Excerpted passage:
As your cloud environment is expanding, your application instances are scaling out, and their number is increasing on a daily basis. At some point, you’ll need to leverage some mechanism that will help you manage them all. One such solution is a load balancer, which not only balances network request load between virtual instances but also provides several more features.

What is load balancing?

Load balancing is a mechanism that automatically distributes traffic across multiple servers or virtual instances. Once in AWS, you can manage your own load balancers installed on EC2 instances, like F5 BIG-IP or open-source HAProxy, or you can use an AWS native service called Elastic Load Balancing (ELB).

In this article, I will cover the basics of Elastic Load Balancer. We will run through a comparison of different types of Elastic Load Balancers, then I will provide you with the essential glossary terms, and finally, we’ll investigate the pricing options. Let’s dive in!

Getting Started with AWS Elastic Load Balancer (ELB)

Information given:
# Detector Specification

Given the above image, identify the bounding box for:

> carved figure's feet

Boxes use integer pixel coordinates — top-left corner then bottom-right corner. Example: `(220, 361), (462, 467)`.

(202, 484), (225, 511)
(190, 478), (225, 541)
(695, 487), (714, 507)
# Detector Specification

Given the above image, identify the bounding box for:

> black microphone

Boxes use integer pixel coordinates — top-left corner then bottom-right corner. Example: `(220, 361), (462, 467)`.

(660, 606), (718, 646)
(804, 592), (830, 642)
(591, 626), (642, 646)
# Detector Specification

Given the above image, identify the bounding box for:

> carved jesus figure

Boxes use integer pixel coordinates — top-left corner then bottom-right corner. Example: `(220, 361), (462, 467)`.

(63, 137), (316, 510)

To be done: Write the next part of the article on AWS load balancing, starting right after its last heading, "Getting Started with AWS Elastic Load Balancer (ELB)".

Result of this exercise:
Elastic Load Balancer is an AWS managed service providing highly available load balancers that automatically scale in and out and according to your demands. In general, the service helps you achieve high availability by distributing traffic between healthy instances in multiple availability zones.

Although the ELB service is highly-available within a single region, it is always recommended to use multiple availability zones to provide HA to your application. Additionally, to make achieving high availability easier, Elastic Load Balancers integrate with the Auto Scaling service, which allows scaling out EC2 instances behind load balancers, and automatically including new instances to the load balancer target-group.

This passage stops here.